*** Material for this task ***

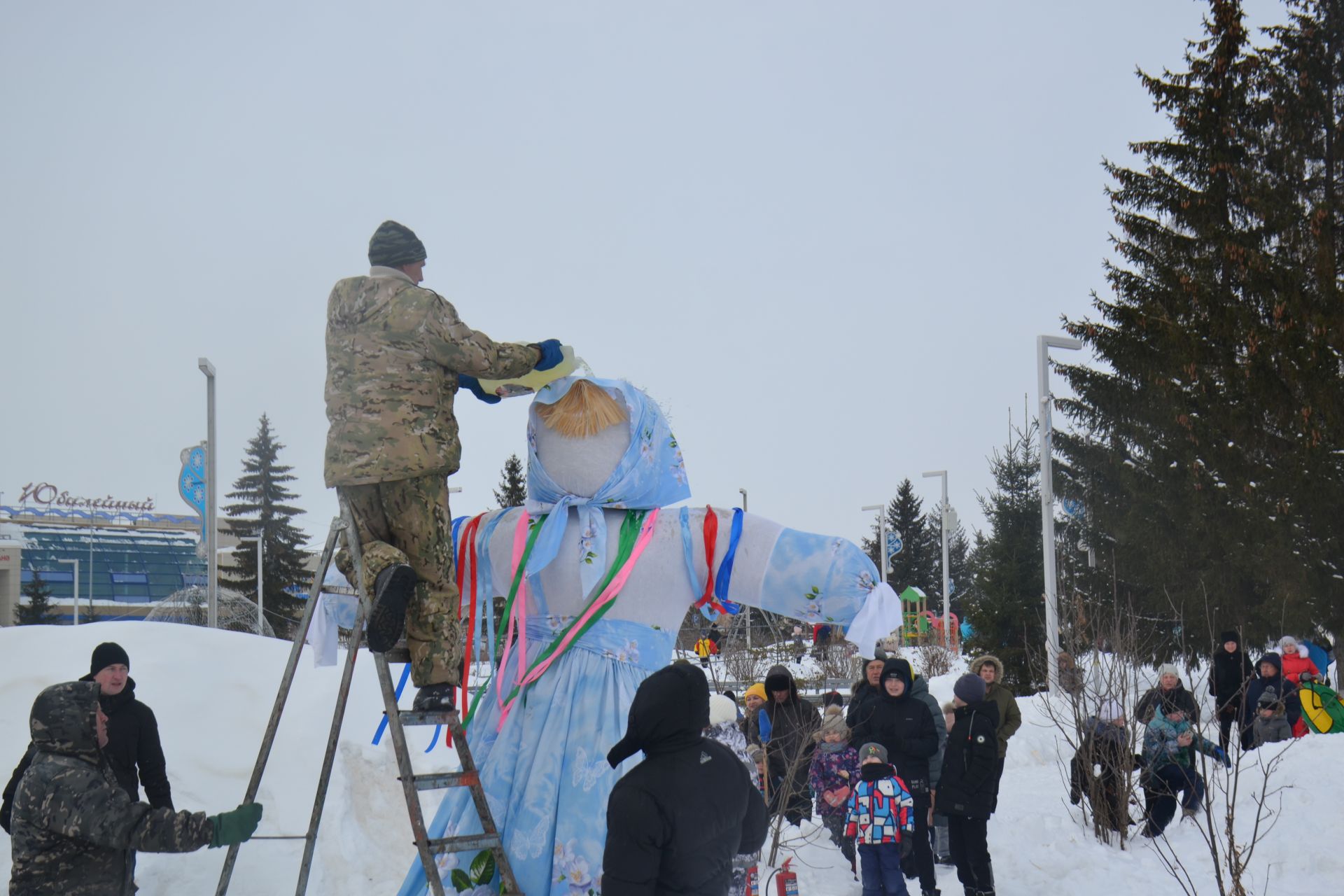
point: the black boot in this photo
(391, 592)
(435, 697)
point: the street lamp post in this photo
(261, 594)
(211, 510)
(74, 590)
(1047, 501)
(946, 584)
(748, 610)
(882, 538)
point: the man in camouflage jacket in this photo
(396, 356)
(74, 827)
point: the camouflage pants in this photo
(407, 522)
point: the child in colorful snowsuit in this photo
(1297, 668)
(882, 820)
(1270, 723)
(834, 773)
(1170, 747)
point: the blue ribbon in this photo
(401, 685)
(721, 584)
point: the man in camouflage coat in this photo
(396, 356)
(74, 827)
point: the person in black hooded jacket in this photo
(904, 726)
(134, 751)
(1227, 685)
(1270, 676)
(679, 817)
(793, 720)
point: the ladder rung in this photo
(279, 837)
(428, 716)
(463, 844)
(398, 654)
(440, 780)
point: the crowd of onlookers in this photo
(831, 761)
(1253, 703)
(899, 782)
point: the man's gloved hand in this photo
(235, 827)
(475, 386)
(552, 354)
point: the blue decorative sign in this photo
(191, 481)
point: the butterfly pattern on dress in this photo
(587, 774)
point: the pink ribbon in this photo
(608, 596)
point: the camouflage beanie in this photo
(394, 245)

***

• [Exercise objective]: Rewrite all of the material above, substituting "bow" for every "ribbon" and leaving everything else unchanged. Omit the pictures.

• [Expected answer]:
point: the black boot in this photo
(391, 592)
(435, 697)
point: the street lamp post in this photo
(261, 594)
(211, 510)
(74, 590)
(1047, 501)
(946, 584)
(748, 610)
(882, 538)
point: the man in camouflage jacket in this photo
(396, 356)
(74, 827)
point: the camouflage pants in this photo
(407, 522)
point: the child in colorful snowsuit in this photo
(1297, 668)
(882, 820)
(1270, 723)
(834, 773)
(1170, 747)
point: the blue bow in this photo
(401, 685)
(721, 584)
point: the man in camouflage coat in this photo
(396, 356)
(74, 827)
point: the person in black hooded jacket in this photo
(904, 726)
(134, 751)
(1227, 685)
(1270, 676)
(679, 817)
(793, 720)
point: the ladder rung in this photo
(279, 837)
(428, 716)
(463, 844)
(398, 654)
(440, 780)
point: the crowd of onlookers in this photo
(831, 761)
(1253, 703)
(899, 782)
point: the man's gloved hand in this photo
(235, 827)
(475, 386)
(552, 354)
point: the blue decorative sign in this photo
(191, 481)
point: the butterfly pattern on dress in this photo
(587, 774)
point: the pink bow in this photo
(608, 596)
point: the camouflage beanie in this photo
(394, 245)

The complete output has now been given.